*EXTRACT TO READ*
For example, in the Green Bay Area Public School District, everyone must wear a mask indoors. While in the Unified School District of De Pere, face masks are required for students up to sixth grade but only encouraged for students seventh grade and up.

We spoke with health experts and school administrators about the potential psychological effect of students either wearing or not wearing masks and making their peers feel different in the process.

Medical professionals emphasized that around the ages of 12 and 13 most kids don’t want to be seen as different. Whether that’s how they dress or if they’re the tallest or smallest in their class. Differences that De Pere Middle School might see when one friend is wearing a mask and another is not. Yet, their principal is emphasizing respect and resilience for the new school year.

“They’re very adapt and have adapted really well,” Adam Kraemer, principal at De Pere Middle School, said. “Sometimes, I think students and kids at this age do a lot better job of being flexible than sometimes adults do.”

Parents have already voiced concerns about making their kids wear masks if few others are. Some advice for parents in that situation from Prevea Health licensed marriage and family therapist Lisa Tutskey is to use it as an opportunity to discuss the importance of how your actions can have an effect on others.

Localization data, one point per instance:
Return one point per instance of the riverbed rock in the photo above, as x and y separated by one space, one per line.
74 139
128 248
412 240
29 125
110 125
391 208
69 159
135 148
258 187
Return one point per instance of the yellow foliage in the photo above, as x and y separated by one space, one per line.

*EXERCISE DETAILS*
Extend the passage on student mask rules in the Green Bay and De Pere schools, picking up after its last sentence.

*REPLY*
“That is the fear I think a lot of parents have is why should my child... should I make them wear a mask when nobody else is?” Tutskey said. “It’s teaching them that being different is okay. Being different isn’t always bad. We can always as parents let our kids use us as an excuse. That excuse is, if I don’t wear my mask and my mom finds out, I’m in huge trouble.”

“They see their friends and they don’t care whether or not they’re wearing a mask or not,” Kraemer shared. “To them, it’s kind of just another piece of clothing that they’re wearing around.”

Most middle schoolers are at the age of 12+ where the CDC recommends a COVID-19 vaccine. A distinction between the 4K to six grade group in De Pere who are all required to wear mask. As are the staff and visitors who are in the 4K to six grade buildings.

When it comes to being a middle schooler, “it is a difficult time to be different,” Dr. Jennifer Frank, ThedaCare chief medical officer, said. “Certainly, if you’re the only one wearing a mask that is another way you are different. But, it’s a great time to talk to kids about why we make choices that are sometimes individual choices that just reflect our values and why it’s important to be an independent thinker.”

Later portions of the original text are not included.